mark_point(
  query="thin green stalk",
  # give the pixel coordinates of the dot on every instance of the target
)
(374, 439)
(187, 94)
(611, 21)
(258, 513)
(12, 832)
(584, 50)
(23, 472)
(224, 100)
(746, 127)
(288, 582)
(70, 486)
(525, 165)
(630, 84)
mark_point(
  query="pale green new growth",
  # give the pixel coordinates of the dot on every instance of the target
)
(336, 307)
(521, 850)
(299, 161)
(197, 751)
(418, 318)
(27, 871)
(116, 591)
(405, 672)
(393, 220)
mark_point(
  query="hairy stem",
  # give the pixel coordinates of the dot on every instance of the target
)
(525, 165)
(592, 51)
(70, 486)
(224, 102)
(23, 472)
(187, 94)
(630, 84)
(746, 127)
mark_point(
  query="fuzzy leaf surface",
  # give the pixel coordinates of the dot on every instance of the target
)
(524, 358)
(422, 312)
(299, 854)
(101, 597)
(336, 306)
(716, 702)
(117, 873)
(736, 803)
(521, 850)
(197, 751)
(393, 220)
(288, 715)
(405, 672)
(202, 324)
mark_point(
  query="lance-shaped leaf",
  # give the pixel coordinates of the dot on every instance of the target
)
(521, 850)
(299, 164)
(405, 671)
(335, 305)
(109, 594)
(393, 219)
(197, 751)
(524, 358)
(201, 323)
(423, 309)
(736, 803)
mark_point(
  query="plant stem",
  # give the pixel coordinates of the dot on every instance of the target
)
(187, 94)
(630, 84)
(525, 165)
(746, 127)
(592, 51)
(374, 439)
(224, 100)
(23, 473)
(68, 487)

▬▬▬▬▬▬▬▬▬▬

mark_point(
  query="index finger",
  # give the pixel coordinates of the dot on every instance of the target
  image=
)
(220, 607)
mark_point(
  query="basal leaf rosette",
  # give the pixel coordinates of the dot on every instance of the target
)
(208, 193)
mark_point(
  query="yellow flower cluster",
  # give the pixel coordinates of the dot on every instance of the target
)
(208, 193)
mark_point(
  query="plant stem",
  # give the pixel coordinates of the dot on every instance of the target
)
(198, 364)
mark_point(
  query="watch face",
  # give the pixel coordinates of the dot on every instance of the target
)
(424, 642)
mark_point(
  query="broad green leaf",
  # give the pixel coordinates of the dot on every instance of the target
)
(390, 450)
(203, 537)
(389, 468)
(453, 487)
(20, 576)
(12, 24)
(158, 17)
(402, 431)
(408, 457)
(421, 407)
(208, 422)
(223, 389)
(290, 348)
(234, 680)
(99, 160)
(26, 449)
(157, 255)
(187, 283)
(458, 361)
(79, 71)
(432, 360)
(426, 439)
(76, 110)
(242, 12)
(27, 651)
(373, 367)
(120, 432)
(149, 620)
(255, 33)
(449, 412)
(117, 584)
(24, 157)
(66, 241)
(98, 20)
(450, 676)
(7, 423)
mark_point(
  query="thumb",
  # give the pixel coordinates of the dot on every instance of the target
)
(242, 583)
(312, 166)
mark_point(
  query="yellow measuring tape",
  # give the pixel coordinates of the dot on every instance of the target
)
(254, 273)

▬▬▬▬▬▬▬▬▬▬

Extract every line of the material above that contains the string "yellow". Use a case-sensitive match.

Response:
  query="yellow flower cluster",
  query="yellow measuring tape",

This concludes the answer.